◆ **WHAT YOU SHOULD DO**
The line that contains "Return one point per instance of the harvested" marks the end: retype the data below exactly from its first line through that line.
—————
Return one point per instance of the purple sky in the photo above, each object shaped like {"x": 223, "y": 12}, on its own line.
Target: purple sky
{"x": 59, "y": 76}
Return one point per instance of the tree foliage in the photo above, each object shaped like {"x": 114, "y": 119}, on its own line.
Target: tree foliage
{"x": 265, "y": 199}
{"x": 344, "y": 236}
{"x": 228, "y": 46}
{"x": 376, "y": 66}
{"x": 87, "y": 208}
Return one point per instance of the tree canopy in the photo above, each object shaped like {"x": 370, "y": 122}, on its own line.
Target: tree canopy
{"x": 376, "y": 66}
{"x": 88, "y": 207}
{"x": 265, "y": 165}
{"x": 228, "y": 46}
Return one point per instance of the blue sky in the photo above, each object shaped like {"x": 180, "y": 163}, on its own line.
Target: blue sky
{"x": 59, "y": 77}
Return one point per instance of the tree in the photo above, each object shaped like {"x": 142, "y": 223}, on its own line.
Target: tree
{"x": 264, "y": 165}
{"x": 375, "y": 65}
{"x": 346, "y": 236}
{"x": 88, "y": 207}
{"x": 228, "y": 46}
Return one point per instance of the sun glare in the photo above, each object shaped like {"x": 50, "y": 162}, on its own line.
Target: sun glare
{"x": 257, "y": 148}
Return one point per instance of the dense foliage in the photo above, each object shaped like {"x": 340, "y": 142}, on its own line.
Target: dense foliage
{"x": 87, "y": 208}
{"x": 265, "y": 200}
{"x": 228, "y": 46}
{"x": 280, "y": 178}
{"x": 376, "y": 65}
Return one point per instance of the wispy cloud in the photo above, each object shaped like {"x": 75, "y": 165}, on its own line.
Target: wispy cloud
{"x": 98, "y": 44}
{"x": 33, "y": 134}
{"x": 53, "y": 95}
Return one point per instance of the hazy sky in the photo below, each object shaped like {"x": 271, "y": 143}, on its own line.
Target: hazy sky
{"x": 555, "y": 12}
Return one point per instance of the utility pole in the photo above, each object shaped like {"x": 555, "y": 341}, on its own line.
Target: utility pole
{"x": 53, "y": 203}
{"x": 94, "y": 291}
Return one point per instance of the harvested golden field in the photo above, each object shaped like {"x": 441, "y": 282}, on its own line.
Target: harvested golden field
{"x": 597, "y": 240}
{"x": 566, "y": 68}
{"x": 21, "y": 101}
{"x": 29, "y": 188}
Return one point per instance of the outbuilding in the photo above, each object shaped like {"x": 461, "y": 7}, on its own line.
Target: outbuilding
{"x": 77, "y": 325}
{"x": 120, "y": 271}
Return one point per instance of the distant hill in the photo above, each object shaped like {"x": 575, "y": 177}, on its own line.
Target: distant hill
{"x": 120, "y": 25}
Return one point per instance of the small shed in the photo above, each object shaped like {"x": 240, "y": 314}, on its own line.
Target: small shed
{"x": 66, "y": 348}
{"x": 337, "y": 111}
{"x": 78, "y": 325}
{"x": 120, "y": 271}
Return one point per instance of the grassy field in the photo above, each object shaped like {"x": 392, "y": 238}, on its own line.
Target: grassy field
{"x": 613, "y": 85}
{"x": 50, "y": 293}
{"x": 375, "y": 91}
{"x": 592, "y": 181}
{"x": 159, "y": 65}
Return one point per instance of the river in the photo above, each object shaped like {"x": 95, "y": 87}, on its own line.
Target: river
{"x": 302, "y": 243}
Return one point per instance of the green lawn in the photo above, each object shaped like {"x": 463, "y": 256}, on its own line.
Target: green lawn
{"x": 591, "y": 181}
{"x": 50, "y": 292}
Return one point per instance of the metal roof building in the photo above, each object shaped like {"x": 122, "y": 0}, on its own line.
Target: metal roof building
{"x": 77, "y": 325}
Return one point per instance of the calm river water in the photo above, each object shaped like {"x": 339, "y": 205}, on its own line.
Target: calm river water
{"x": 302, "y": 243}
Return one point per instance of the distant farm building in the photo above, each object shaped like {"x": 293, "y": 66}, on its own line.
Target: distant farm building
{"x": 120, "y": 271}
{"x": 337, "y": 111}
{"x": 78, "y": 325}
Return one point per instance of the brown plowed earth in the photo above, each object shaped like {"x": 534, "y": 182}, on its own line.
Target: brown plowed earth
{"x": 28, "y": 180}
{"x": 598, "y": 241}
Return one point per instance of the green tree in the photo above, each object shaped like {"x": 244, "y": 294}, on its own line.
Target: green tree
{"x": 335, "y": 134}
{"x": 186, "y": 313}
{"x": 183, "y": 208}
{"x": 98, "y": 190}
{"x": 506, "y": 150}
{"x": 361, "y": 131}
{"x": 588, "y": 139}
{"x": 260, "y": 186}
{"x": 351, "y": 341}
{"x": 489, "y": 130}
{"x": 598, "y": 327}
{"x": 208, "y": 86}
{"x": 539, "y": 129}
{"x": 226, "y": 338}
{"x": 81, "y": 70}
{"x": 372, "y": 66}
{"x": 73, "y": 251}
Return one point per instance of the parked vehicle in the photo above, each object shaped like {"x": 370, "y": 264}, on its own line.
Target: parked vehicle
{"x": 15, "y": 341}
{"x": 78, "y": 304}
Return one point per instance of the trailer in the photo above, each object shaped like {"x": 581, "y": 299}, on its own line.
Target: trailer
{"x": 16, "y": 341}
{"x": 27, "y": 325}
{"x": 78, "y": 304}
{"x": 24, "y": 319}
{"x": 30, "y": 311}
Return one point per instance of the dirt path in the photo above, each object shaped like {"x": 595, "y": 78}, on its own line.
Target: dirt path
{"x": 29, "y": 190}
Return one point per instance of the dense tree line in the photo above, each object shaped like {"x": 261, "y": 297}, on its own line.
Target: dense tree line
—————
◆ **SOLUTION FOR THIS PROBLEM**
Return one point per instance of the purple sky in the photo above, each object shaped like {"x": 223, "y": 12}, on its own line.
Target: purple sky
{"x": 59, "y": 76}
Return one point per instance of the tree foliage in the photo above, each object shaped like {"x": 114, "y": 119}, on its own line.
Target: tree foliage
{"x": 265, "y": 199}
{"x": 344, "y": 236}
{"x": 228, "y": 46}
{"x": 376, "y": 66}
{"x": 87, "y": 208}
Return one point per instance of the tree canopy in the photo above, each object shaped like {"x": 370, "y": 122}, on its own line.
Target: tree canopy
{"x": 376, "y": 66}
{"x": 88, "y": 207}
{"x": 265, "y": 165}
{"x": 228, "y": 46}
Return one point per instance of the blue sky in the photo above, each object shaped like {"x": 180, "y": 163}, on its own line.
Target: blue sky
{"x": 59, "y": 77}
Return one point per instance of the tree in the photo above, each object shaped like {"x": 142, "y": 223}, on its own line.
Target: tree
{"x": 264, "y": 165}
{"x": 375, "y": 65}
{"x": 346, "y": 236}
{"x": 88, "y": 207}
{"x": 228, "y": 46}
Return one point per instance of the sun glare in the photo above, each object shaped like {"x": 50, "y": 162}, on its own line.
Target: sun glare
{"x": 257, "y": 148}
Return one point per instance of the dense foliage in the photo above, each object shaped like {"x": 340, "y": 142}, on its own line.
Target: dense foliage
{"x": 87, "y": 208}
{"x": 265, "y": 200}
{"x": 228, "y": 46}
{"x": 280, "y": 178}
{"x": 376, "y": 65}
Return one point per instance of the wispy cloud in the photo above, each object shaped like {"x": 75, "y": 165}, on its own line.
Target: wispy cloud
{"x": 98, "y": 44}
{"x": 33, "y": 134}
{"x": 53, "y": 95}
Return one point per instance of the hazy sky in the photo below, each object shaped like {"x": 271, "y": 143}, on its own line.
Target: hazy sky
{"x": 555, "y": 12}
Return one point per instance of the utility pole in the photo above, each object shaped like {"x": 555, "y": 341}, on its own line.
Target: utility pole
{"x": 53, "y": 203}
{"x": 94, "y": 291}
Return one point per instance of the harvested golden field in the photo above, each object shaped like {"x": 441, "y": 282}, on its own line.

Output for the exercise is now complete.